(Data provided)

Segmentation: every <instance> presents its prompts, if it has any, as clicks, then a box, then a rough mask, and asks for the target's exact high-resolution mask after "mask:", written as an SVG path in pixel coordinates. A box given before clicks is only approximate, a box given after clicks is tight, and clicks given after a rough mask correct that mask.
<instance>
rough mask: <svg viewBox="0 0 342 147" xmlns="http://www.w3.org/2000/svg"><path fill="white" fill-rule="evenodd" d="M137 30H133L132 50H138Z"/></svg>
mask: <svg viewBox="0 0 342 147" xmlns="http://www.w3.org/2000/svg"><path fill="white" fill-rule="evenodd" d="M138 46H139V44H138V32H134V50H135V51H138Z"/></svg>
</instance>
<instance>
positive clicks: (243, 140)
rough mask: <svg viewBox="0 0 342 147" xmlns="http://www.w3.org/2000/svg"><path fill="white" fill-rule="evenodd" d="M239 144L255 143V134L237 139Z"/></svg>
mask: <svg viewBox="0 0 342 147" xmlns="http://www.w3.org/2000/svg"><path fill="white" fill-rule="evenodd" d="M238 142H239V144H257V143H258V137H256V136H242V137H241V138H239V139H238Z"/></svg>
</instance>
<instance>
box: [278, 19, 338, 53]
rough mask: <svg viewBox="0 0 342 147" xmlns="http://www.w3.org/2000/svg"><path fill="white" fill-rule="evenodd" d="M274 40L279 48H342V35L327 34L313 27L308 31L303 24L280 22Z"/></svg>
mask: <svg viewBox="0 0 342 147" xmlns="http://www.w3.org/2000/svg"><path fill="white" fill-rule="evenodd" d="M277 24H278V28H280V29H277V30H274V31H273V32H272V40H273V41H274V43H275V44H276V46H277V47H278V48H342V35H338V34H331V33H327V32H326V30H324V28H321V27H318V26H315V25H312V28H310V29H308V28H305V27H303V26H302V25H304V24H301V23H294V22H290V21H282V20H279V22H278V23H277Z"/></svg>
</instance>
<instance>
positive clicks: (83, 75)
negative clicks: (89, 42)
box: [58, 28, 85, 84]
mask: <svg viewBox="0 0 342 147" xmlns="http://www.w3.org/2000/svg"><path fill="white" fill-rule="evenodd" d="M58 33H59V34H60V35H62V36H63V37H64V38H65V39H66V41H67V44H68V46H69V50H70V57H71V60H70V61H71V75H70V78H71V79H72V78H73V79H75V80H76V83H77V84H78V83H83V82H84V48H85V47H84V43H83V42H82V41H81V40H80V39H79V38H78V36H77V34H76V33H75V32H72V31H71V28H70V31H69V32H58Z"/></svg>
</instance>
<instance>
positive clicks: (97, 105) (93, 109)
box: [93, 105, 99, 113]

(End Data provided)

All of the data needs to be printed once more, exactly.

● **Answer to this exercise**
Segmentation: every <instance> presents its prompts, if it has any, as clicks, then a box, then a rough mask, and asks for the target's exact high-resolution mask after "mask:", written as an SVG path in pixel coordinates. A box given before clicks is only approximate, a box given after clicks is tight, and clicks given after a rough mask correct that mask.
<instance>
rough mask: <svg viewBox="0 0 342 147" xmlns="http://www.w3.org/2000/svg"><path fill="white" fill-rule="evenodd" d="M137 30H133L132 50H138Z"/></svg>
mask: <svg viewBox="0 0 342 147" xmlns="http://www.w3.org/2000/svg"><path fill="white" fill-rule="evenodd" d="M138 46H139V44H138V32H134V50H135V51H138Z"/></svg>
</instance>
<instance>
positive clicks: (243, 140)
rough mask: <svg viewBox="0 0 342 147" xmlns="http://www.w3.org/2000/svg"><path fill="white" fill-rule="evenodd" d="M239 144L255 143V134L237 139Z"/></svg>
mask: <svg viewBox="0 0 342 147" xmlns="http://www.w3.org/2000/svg"><path fill="white" fill-rule="evenodd" d="M238 142H239V144H257V143H258V137H256V136H242V137H241V138H239V139H238Z"/></svg>
</instance>
<instance>
box: [278, 19, 338, 53]
rough mask: <svg viewBox="0 0 342 147" xmlns="http://www.w3.org/2000/svg"><path fill="white" fill-rule="evenodd" d="M274 40L279 48H342V35L327 34L313 27L308 31L303 24L280 22Z"/></svg>
mask: <svg viewBox="0 0 342 147" xmlns="http://www.w3.org/2000/svg"><path fill="white" fill-rule="evenodd" d="M277 24H278V28H280V29H277V30H274V31H273V32H272V40H273V41H274V43H275V44H276V46H277V47H278V48H342V35H338V34H331V33H327V32H326V30H324V28H321V27H318V26H315V25H312V28H310V29H308V28H305V27H303V26H302V25H304V24H301V23H294V22H290V21H282V20H279V22H278V23H277Z"/></svg>
</instance>
<instance>
positive clicks: (83, 75)
negative clicks: (89, 42)
box: [58, 28, 85, 84]
mask: <svg viewBox="0 0 342 147" xmlns="http://www.w3.org/2000/svg"><path fill="white" fill-rule="evenodd" d="M58 33H59V34H60V35H62V36H63V37H64V38H65V39H66V41H67V44H68V46H69V50H70V57H71V60H70V61H71V75H70V78H71V79H72V78H73V79H75V80H76V83H77V84H78V83H83V82H84V48H85V47H84V43H83V42H82V41H81V40H80V39H79V38H78V36H77V34H76V33H75V32H72V31H71V28H70V31H69V32H58Z"/></svg>
</instance>
<instance>
positive clicks: (97, 105) (93, 109)
box: [93, 105, 99, 113]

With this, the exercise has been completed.